=== TASK TO COMPLETE ===
In the forum thread on drone warfare below, reproduce word for word everything from "Drone warfare (whether" down to "failure: the people.".

=== DOCUMENT TEXT ===
※ ※ ※
Personally I'm all for killer robots. I don't trust humanity of invading army
any more than I trust autonomous war machine software. At least terminator
won't kill my kids or rape my wife because it's bored.

------
angersock
So, here's the nasty undercurrent to all this, right?

Drone warfare (whether by land, sea, or air) is about using disposable
machines to kill and injure human beings. Engineering dictates that we'll
eventually optimize away the part of the control system that is slowest and
most prone to failure: the people.

The discussion of "How can we keep people running the robots" is
uninteresting, because the entire deck is stacked to guarantee that it will be
rendered moot.

~

The real discussion--I posit--is somewhat darker and more chilling:

In order to field a drone army, you need capital. You need factories to build
the devices, you need command and control infrastructure to deploy them, and
you need bright minds to develop them. Drone warfare is difficult to conduct
in any meaningful fashion as a third-world nation, or more importantly _as a
populace in rebellion_.
※ ※ ※
Dataset entries
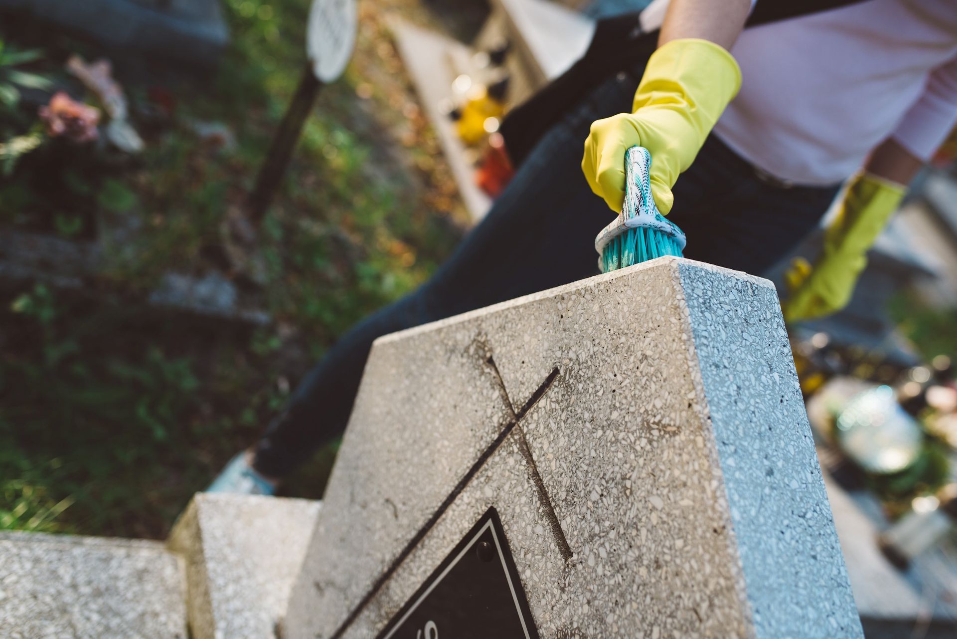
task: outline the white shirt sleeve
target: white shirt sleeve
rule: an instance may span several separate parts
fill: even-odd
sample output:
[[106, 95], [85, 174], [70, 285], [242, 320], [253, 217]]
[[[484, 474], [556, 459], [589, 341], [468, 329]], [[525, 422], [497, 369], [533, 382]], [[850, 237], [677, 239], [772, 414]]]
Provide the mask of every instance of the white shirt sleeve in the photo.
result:
[[957, 57], [927, 78], [924, 94], [891, 135], [895, 142], [927, 162], [957, 125]]

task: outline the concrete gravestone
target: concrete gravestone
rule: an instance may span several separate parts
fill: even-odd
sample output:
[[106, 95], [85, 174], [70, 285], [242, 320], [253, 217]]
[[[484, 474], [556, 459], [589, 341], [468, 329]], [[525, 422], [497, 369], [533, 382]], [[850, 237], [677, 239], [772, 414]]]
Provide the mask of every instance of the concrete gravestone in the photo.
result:
[[378, 340], [283, 636], [862, 636], [773, 287], [666, 258]]

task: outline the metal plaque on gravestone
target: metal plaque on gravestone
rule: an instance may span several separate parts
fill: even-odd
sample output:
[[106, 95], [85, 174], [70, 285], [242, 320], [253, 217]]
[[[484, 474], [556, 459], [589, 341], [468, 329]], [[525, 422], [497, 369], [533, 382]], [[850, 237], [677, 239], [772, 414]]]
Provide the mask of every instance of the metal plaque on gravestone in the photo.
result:
[[356, 39], [355, 0], [315, 0], [309, 11], [306, 51], [313, 73], [323, 82], [339, 78]]
[[485, 512], [377, 639], [538, 639], [505, 533]]

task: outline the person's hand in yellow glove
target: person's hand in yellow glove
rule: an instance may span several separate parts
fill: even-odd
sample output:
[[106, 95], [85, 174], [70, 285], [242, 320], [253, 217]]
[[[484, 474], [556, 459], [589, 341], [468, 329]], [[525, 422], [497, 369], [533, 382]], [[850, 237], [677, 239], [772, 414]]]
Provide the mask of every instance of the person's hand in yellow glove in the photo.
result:
[[639, 146], [652, 155], [651, 186], [662, 215], [671, 211], [671, 188], [691, 166], [722, 111], [741, 87], [741, 71], [727, 51], [698, 38], [671, 40], [648, 60], [634, 93], [633, 113], [597, 120], [585, 141], [582, 171], [613, 211], [625, 197], [625, 150]]
[[836, 217], [824, 232], [814, 265], [796, 258], [785, 274], [788, 298], [781, 308], [786, 321], [815, 319], [847, 306], [857, 276], [867, 265], [867, 250], [905, 192], [904, 186], [868, 172], [852, 179]]

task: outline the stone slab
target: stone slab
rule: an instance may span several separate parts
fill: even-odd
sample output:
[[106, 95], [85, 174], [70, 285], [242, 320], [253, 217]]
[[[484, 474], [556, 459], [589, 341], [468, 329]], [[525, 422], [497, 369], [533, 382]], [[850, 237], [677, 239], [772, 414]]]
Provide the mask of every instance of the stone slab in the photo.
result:
[[192, 639], [275, 639], [321, 502], [197, 493], [167, 541], [187, 562]]
[[666, 258], [379, 339], [284, 637], [374, 636], [490, 506], [543, 638], [862, 636], [765, 280]]
[[0, 536], [4, 639], [187, 639], [183, 567], [155, 541]]

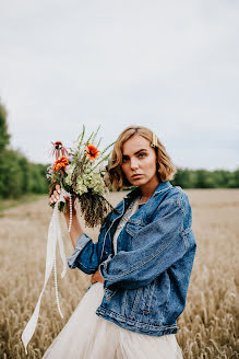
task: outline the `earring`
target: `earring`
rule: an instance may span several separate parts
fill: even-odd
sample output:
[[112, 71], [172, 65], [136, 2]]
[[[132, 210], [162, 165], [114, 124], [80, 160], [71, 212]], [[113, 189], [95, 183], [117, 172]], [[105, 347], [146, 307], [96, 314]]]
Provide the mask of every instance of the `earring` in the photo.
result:
[[152, 141], [152, 147], [157, 147], [157, 136], [155, 135], [155, 132], [153, 132], [153, 141]]

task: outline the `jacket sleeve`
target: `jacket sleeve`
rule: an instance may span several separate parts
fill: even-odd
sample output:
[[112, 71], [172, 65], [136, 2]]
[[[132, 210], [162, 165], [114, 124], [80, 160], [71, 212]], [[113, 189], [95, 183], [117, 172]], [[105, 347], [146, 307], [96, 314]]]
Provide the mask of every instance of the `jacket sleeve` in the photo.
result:
[[121, 251], [99, 265], [104, 287], [147, 286], [179, 260], [188, 250], [181, 233], [188, 216], [191, 216], [190, 205], [182, 208], [174, 200], [159, 206], [155, 220], [134, 234], [132, 251]]
[[94, 274], [98, 269], [98, 242], [82, 233], [75, 244], [73, 254], [68, 258], [68, 266], [71, 269], [77, 267], [87, 275]]

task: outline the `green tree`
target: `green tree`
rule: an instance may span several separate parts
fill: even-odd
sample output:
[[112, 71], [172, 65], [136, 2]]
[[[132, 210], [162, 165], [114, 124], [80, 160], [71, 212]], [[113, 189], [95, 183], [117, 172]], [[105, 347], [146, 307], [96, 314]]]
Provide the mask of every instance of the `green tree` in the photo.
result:
[[7, 111], [5, 107], [1, 104], [0, 100], [0, 152], [5, 149], [9, 144], [10, 135], [8, 131], [7, 124]]

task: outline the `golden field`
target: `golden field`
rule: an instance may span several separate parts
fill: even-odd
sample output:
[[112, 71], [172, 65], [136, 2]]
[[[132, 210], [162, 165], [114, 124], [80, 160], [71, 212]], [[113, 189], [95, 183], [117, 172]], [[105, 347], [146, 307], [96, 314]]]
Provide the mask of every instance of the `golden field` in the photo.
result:
[[[186, 192], [192, 206], [198, 250], [187, 306], [178, 321], [177, 340], [183, 358], [239, 358], [239, 305], [236, 302], [239, 291], [239, 189]], [[113, 193], [109, 200], [116, 205], [123, 196], [126, 193]], [[46, 197], [7, 210], [0, 218], [0, 358], [25, 358], [21, 335], [44, 285], [50, 217], [51, 208]], [[69, 256], [73, 247], [63, 218], [62, 232]], [[97, 240], [98, 229], [86, 228], [85, 232]], [[28, 345], [31, 359], [41, 358], [91, 282], [91, 277], [79, 269], [68, 269], [61, 279], [59, 253], [57, 263], [64, 319], [57, 310], [51, 274], [41, 300], [37, 328]]]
※ ※ ※
=== EXERCISE ANSWER ===
Drone warfare (whether by land, sea, or air) is about using disposable
machines to kill and injure human beings. Engineering dictates that we'll
eventually optimize away the part of the control system that is slowest and
most prone to failure: the people.